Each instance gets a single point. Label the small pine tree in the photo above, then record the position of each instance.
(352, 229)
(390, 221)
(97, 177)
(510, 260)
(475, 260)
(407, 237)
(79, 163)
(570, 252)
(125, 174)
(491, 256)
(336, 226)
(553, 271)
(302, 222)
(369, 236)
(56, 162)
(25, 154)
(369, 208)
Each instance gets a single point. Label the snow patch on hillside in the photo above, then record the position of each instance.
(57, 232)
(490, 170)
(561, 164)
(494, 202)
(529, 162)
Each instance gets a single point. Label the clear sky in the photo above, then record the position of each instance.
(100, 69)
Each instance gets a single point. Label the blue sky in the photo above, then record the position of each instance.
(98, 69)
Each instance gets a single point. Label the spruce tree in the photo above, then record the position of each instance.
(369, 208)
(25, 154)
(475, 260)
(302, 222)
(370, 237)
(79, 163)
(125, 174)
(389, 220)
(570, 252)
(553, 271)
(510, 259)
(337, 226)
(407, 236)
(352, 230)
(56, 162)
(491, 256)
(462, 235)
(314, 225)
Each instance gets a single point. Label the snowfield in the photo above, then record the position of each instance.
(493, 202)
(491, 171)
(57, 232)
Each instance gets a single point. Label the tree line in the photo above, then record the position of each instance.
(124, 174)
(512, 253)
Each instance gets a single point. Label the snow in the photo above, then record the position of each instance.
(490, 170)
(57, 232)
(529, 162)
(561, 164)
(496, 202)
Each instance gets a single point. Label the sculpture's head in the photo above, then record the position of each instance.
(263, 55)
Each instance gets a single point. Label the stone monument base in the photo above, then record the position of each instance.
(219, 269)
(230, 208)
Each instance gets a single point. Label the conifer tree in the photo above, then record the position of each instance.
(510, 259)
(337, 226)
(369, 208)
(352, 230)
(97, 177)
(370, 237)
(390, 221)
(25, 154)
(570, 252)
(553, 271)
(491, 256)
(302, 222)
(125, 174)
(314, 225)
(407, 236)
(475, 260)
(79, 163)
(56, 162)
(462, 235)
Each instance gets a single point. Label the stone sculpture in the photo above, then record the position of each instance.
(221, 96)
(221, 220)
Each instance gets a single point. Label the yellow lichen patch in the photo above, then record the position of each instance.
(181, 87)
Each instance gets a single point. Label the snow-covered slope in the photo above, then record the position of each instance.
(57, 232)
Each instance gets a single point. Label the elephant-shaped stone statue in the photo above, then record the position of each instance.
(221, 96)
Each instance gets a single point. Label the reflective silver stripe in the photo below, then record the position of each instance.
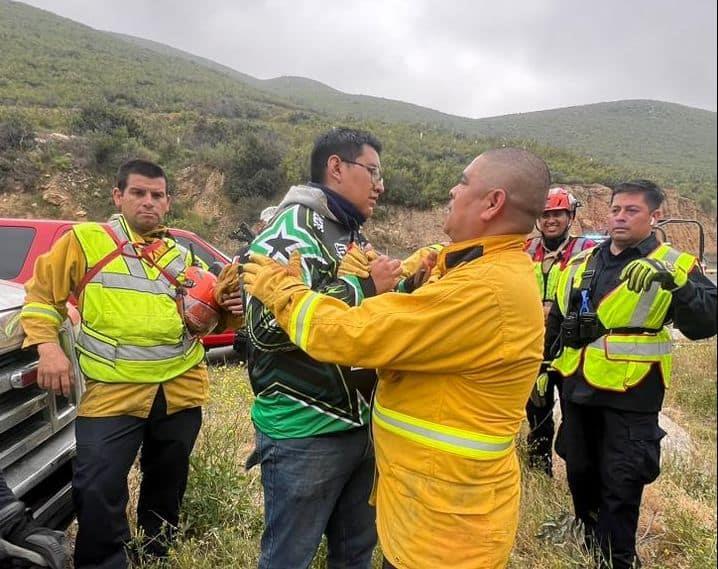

What this task involves:
Tally the lines in the entries that contain the string "patch", treating uppercase and lowercase as distinct, and give only the number.

Completed task:
2